» Исходный текст

══════

Мало того, спустя десятилетие-другое в мировом сообществе ученых было осознано, что, собственно, такой науки «кибернетики» и не существует, и ее разобрали по направлениям. Часто наследницей кибернетики объявляют информатику, но на самом деле у них общее лишь только то, что они обе имеют отношение к вычислительным машинам: кибернетика в представлении ее основателей гораздо шире современной информатики, включившей в себя в основном лишь «цифровую» и информационную тематику. А. И. Полетаев, сын Игоря Андреевича Полетаева, в своей статье [5.9] памяти отца отмечает и другие ожидания, связанные с модной дисциплиной, но выходящие далеко за рамки науки: «…в период ее становления в нашей стране многие хотели в ней видеть научную и рациональную замену господствовавшей тогда эклектической философской доминанты». В самом деле: кибернетика, реально основанная на научных достижениях и претендовавшая на объяснения процессов любого уровня — чем не замена навязшего в зубах «марксизма-ленинизма» в качестве «научной основы» материалистического представления о мире? Кибернетические представления очень хорошо ложатся в общественную парадигму «века науки», в которой многие склонны были видеть разрешение всех вековых проблем человечества.

══════

» Задания
1. Определите, согласуются ли с текстом о кибернетике утверждения (а), (б) и (в). Для каждого ответьте «да» или «нет» и приведите дословно решающие слова текста. (а) Со временем кибернетику разобрали по направлениям. (б) Кибернетика в представлении ее основателей уже современной информатики. (в) А. И. Полетаев написал статью памяти своего отца.
2. Напишите продолжение текста о кибернетике, которое начинается сразу после его последнего предложения.

══════

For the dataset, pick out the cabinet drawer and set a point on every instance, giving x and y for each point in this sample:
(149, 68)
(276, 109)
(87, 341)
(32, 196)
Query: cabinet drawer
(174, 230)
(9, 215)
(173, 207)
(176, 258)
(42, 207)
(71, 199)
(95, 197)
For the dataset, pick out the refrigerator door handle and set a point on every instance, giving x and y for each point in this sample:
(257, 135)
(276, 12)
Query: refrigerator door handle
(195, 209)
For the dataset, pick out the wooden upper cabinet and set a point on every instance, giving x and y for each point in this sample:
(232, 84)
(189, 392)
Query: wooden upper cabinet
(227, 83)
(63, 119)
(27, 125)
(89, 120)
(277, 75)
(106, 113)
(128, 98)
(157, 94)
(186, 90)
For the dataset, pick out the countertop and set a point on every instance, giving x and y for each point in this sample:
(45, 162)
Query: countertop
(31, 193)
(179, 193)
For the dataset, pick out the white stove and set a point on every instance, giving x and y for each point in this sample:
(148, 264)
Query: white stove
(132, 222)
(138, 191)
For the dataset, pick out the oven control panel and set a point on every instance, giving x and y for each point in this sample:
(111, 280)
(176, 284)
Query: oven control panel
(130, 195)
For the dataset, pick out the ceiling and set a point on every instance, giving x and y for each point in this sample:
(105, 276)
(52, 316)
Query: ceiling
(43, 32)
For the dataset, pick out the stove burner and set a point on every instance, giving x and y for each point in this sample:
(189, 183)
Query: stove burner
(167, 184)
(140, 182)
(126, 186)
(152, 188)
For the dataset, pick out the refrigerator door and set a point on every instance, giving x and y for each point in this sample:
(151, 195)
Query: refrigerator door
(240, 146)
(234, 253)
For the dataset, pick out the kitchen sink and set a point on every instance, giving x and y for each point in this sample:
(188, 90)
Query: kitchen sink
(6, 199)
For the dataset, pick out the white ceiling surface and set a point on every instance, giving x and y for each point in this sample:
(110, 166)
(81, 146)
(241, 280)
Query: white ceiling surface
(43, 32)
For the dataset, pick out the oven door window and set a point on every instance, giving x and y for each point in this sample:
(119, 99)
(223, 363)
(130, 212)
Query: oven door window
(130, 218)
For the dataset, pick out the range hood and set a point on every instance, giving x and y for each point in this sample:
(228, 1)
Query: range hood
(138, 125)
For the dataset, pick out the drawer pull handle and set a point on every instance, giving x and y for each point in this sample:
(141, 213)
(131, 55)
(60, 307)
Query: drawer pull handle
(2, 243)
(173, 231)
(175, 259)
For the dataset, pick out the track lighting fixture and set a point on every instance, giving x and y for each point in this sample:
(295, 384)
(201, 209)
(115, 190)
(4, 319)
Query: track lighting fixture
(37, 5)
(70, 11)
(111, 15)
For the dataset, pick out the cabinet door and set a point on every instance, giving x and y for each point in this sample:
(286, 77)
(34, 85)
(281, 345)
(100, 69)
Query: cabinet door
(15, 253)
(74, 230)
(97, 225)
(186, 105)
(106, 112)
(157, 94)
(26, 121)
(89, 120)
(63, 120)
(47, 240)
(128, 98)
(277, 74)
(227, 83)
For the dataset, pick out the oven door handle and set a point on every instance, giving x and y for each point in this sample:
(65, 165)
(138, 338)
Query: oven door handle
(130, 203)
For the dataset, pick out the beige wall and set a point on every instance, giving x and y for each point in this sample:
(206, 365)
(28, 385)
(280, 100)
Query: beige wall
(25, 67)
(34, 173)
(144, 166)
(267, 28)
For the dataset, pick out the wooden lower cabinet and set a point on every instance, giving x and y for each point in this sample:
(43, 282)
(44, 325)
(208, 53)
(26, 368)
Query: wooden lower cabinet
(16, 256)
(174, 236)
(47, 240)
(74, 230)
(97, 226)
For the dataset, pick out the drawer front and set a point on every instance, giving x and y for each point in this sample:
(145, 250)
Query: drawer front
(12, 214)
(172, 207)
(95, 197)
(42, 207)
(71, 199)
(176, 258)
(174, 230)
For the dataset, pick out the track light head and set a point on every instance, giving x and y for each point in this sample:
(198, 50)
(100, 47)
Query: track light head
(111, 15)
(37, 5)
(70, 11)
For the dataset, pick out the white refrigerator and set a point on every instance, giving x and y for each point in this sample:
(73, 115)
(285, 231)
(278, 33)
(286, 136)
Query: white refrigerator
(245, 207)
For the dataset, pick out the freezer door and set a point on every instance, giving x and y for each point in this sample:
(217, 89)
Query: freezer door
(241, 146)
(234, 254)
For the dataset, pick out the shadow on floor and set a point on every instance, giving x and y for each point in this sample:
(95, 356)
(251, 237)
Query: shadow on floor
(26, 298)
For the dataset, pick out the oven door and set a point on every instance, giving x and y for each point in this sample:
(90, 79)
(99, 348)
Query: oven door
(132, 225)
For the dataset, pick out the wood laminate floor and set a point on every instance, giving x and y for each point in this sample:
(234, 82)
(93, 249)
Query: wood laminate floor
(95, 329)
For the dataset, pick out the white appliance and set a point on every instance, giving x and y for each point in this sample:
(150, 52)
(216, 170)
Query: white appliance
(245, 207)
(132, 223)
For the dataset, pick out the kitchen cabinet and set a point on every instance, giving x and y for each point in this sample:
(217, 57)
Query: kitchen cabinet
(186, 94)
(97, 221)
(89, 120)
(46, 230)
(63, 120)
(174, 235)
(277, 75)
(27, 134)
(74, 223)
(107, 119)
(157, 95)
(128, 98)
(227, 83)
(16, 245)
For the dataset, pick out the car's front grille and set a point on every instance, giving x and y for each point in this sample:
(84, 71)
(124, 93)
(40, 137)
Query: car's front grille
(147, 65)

══════

» Список ответов
1.
(а) Да: «и ее разобрали по направлениям».
(б) Нет: «кибернетика в представлении ее основателей гораздо шире современной информатики».
(в) Да: «в своей статье [5.9] памяти отца».

2.
Отрезвление не могло не наступить. А. И. Полетаев пишет: «В конце 60-х годов Игорь Андреевич несколько огорошил меня следующей фразой: „Хватит разговоров об общности всех управляющих систем, о всемогуществе кибернетики. Надо работать, строить конкретные модели, заниматься конкретными проблемами, философии хватит, надо работать“. Я думаю, что его точка зрения отражала, правда, с опережением, объективную тенденцию развития этой области человеческой деятельности». Выдающийся математик и биолог Альберт Макарьевич Молчанов уже в наше время резюмировал итоги развития кибернетики, обронив: «Говорили, что кибернетика — реакционная лженаука. Это не так. Во-первых — не реакционная. Во-вторых — не лже, а в-третьих — не наука». Сейчас термин «кибернетический» употребляется практически лишь в историческом контексте, а суть кибернетики забыта до того, что ее склонны отождествлять с изобретением одной лишь цифровой вычислительной техники, что конечно же, неверно.

Так, может, и не стоило тратить время на борьбу с ветряными мельницами? Действительно, в сравнении с тем разгромом, который случился в биологии, гонения на кибернетику на практике кажутся чисто терминологическими, и вроде бы ничему и не помешали: никого не посадили, не разогнали ни одной научной школы, а претензии кибернетики на «теорию всего» со временем рассосались сами собой.

Нет, борьба за кибернетику не была пустым времяпрепровождением. Кибернетику надо было защищать уже потому, что в то время этим словом обозначался широкий круг проблем, стоявших на острие научного прогресса. Книга Норберта Винера и в самом деле оказала огромное влияние на все последующее развитие науки, и ее необходимо было извлечь из спецхрана, независимо от того, прав он был, или ошибался, пытаясь основать новую дисциплину. Можно ли было поехать на «кибернетический» конгресс, чему бы он ни был посвящен на самом деле, если само это слово находится под запретом, а книжки с таким названием в заголовке выдавались строго по допуску? Можно ли было заниматься искусственным интеллектом, машинным переводом, распознаванием образов, если эти дисциплины были тогда прочно привязаны к запретному термину?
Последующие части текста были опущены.